PROBLEM DETAILS: Locate each line in the rows below that contains the string "query", and copy every such line in full.

--------------------------------

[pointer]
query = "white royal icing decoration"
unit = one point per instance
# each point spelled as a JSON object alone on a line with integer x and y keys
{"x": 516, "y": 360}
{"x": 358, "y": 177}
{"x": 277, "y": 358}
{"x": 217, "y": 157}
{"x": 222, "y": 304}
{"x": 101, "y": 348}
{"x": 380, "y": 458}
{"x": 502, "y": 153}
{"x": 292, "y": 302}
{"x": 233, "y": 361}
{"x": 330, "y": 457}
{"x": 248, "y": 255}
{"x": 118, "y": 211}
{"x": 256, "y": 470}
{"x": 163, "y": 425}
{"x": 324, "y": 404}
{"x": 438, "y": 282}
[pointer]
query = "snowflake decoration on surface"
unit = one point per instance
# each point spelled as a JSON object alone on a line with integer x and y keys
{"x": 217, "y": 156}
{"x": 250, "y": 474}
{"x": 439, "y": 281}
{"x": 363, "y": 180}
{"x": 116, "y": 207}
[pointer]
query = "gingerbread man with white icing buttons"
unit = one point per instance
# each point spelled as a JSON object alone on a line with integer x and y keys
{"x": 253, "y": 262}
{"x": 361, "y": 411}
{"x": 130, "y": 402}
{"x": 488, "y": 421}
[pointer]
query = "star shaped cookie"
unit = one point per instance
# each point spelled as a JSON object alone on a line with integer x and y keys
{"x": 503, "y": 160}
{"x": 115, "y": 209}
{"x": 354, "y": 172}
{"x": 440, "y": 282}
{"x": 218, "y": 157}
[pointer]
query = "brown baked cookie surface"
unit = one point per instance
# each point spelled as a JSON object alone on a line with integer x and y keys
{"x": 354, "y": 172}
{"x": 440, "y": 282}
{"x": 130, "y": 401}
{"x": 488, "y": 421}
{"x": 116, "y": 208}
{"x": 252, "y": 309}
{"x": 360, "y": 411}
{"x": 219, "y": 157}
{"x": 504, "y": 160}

--------------------------------

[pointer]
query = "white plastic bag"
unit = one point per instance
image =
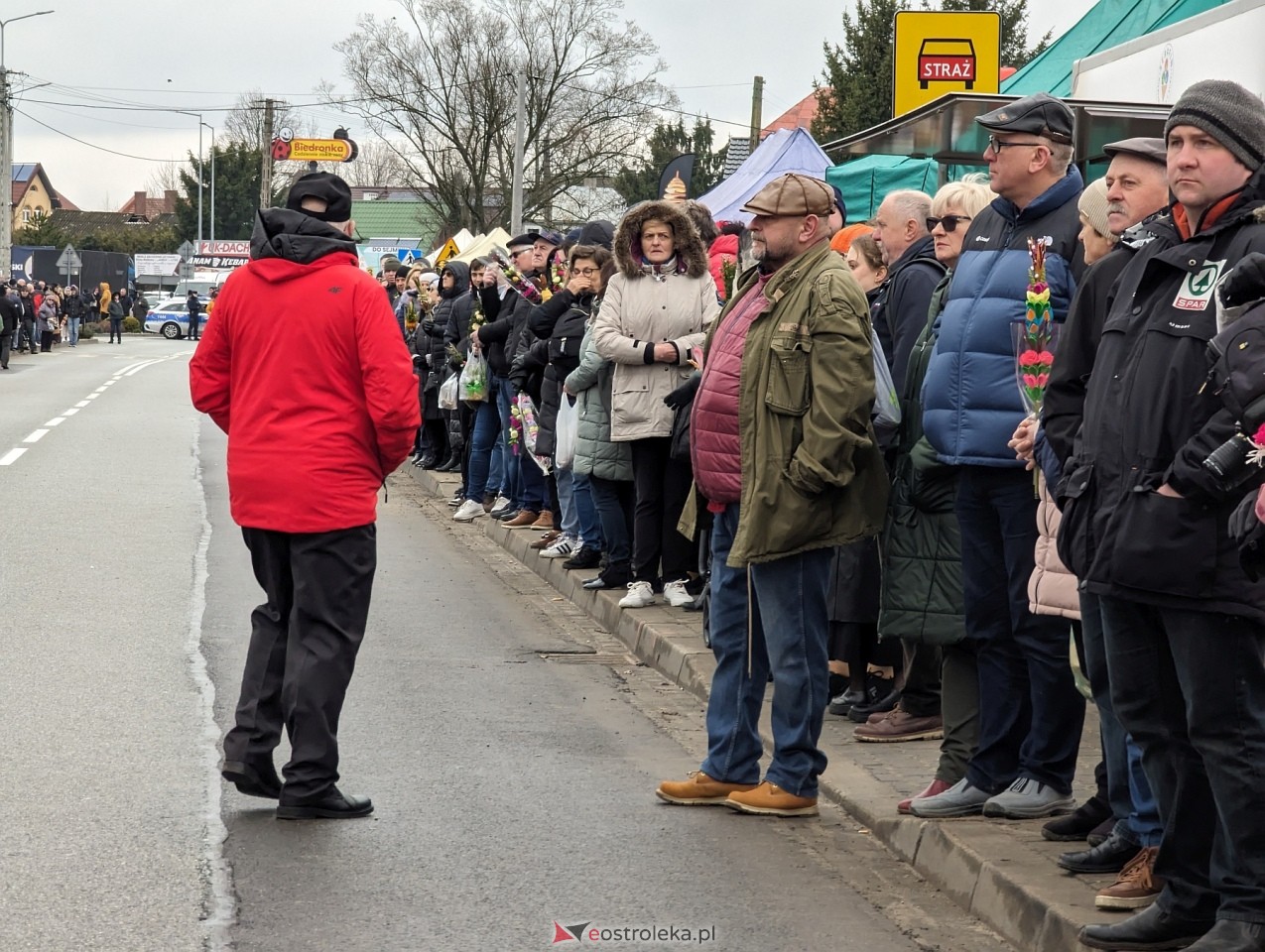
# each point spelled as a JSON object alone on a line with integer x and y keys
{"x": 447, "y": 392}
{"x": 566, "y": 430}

--------------------------------

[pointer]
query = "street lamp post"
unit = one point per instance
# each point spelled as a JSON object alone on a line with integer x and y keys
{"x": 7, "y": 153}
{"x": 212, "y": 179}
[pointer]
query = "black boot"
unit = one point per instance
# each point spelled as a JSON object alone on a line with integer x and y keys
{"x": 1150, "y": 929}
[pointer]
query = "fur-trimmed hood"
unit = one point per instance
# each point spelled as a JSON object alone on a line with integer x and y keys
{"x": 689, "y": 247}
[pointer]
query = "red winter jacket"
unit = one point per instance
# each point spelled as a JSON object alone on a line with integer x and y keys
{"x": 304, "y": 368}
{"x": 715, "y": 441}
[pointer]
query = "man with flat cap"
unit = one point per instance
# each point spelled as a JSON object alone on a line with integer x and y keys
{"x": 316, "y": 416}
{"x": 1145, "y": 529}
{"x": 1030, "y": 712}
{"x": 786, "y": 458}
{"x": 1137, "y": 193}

--------------------------------

RESULT OF THE TASK:
query = "white royal icing decoration"
query = "snowflake decoration on surface"
query = "gingerbread man with white icing buttons"
query = "star shaped cookie"
query = "brown baked cookie surface"
query = "white plastic bag"
query = "street lamp post"
query = "black boot"
query = "fur-trimmed hood"
query = "red winter jacket"
query = "man with flat cap"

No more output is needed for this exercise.